══ EXERCISE DATA ══

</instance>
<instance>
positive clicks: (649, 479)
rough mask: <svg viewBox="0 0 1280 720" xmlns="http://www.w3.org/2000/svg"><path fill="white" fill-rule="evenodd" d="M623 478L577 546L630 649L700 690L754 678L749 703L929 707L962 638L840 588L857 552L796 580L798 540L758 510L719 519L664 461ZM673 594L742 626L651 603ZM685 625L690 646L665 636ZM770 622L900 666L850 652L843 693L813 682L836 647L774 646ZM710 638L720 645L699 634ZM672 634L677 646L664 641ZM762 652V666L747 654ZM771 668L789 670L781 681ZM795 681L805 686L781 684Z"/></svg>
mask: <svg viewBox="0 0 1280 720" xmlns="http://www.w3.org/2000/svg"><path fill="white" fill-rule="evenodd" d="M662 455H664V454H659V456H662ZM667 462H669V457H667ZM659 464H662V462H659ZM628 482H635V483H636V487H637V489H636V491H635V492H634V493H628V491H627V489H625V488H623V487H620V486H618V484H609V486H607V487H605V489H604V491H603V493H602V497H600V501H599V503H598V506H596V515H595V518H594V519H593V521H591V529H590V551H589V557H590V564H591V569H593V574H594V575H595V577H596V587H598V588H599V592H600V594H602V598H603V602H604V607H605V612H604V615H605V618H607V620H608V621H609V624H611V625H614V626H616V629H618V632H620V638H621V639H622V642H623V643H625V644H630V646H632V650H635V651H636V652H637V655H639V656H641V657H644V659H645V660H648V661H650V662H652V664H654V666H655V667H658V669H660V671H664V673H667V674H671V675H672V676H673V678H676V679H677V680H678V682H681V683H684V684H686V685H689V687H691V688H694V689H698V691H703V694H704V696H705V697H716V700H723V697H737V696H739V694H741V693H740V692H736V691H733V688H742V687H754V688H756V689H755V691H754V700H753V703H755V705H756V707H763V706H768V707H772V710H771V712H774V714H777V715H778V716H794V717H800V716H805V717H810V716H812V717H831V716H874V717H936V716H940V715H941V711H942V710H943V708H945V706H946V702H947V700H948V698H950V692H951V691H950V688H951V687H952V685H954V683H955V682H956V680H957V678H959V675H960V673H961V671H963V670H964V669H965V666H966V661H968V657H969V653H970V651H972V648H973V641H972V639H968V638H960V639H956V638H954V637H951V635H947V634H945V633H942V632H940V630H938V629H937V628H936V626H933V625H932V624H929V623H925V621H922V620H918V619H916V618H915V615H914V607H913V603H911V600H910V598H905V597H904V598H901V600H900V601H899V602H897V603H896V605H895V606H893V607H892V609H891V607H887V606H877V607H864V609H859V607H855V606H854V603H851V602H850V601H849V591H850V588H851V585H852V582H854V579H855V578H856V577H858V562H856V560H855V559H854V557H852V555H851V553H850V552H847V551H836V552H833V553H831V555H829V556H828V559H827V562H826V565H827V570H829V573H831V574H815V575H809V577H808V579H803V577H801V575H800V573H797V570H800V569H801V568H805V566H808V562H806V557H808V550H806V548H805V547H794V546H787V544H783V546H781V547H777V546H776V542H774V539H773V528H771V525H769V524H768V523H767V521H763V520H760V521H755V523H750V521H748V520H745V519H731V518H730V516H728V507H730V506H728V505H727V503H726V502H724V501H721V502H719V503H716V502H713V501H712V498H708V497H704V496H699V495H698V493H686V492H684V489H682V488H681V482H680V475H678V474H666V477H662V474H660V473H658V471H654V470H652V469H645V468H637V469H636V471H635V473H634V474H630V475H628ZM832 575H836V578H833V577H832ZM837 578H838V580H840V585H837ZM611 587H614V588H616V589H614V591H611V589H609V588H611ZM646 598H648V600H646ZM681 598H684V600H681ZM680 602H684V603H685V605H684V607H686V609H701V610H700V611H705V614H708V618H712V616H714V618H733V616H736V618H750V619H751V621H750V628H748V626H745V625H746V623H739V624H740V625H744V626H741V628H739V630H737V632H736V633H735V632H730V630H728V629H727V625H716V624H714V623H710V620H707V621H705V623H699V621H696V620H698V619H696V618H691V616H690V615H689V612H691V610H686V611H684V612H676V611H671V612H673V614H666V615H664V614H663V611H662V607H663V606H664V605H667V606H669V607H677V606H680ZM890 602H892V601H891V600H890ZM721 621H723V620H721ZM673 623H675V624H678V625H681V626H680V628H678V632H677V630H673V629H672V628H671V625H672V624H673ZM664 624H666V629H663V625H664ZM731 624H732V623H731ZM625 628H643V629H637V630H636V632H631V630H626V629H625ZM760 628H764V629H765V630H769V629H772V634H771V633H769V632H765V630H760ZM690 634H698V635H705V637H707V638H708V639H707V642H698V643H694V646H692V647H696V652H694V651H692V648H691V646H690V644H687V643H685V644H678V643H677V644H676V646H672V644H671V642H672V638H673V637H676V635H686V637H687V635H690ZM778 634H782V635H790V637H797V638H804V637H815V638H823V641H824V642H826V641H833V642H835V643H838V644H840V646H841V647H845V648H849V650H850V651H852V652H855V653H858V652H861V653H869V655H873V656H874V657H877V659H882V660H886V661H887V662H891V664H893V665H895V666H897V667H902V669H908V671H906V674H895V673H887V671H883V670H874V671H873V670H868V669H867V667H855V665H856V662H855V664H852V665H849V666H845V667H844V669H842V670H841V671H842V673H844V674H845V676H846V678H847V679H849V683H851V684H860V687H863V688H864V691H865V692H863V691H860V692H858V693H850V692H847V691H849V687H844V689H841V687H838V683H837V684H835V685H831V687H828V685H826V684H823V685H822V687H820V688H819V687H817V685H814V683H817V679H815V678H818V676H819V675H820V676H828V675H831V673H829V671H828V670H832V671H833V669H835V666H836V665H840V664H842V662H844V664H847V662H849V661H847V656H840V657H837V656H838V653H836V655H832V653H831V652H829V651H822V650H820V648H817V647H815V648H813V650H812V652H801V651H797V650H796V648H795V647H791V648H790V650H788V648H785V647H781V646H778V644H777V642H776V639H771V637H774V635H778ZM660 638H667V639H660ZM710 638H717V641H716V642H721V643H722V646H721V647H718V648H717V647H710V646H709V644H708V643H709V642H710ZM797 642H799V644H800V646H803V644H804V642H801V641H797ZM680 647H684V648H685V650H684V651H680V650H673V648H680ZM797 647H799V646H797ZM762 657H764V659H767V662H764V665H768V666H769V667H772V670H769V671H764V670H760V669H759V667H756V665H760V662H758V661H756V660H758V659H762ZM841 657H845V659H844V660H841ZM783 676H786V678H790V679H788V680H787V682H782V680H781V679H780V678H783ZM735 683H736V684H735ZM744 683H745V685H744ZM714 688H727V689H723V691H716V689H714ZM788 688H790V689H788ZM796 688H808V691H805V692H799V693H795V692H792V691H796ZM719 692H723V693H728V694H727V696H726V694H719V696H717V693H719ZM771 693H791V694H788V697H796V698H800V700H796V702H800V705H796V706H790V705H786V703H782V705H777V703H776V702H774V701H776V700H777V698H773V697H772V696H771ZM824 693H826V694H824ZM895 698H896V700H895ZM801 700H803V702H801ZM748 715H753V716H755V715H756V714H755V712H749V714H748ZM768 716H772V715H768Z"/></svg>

═══

▶ [JOB]:
Repeat the records verbatim from their first line through the line containing "rough mask: <svg", including both of those lines.

▶ [TASK RESULT]:
</instance>
<instance>
positive clicks: (649, 479)
rough mask: <svg viewBox="0 0 1280 720" xmlns="http://www.w3.org/2000/svg"><path fill="white" fill-rule="evenodd" d="M623 478L577 546L630 649L700 690L754 678L749 703L929 707L962 638L840 588L857 552L796 580L798 540L758 510L719 519L664 461ZM673 594L742 626L651 603ZM685 625L690 646L665 636ZM770 622L900 666L850 652L843 693L813 682L836 647L774 646ZM710 638L720 645L699 634ZM672 634L677 646L664 641ZM762 652V666L747 654ZM771 668L789 670L781 681ZM795 681L805 686L781 684Z"/></svg>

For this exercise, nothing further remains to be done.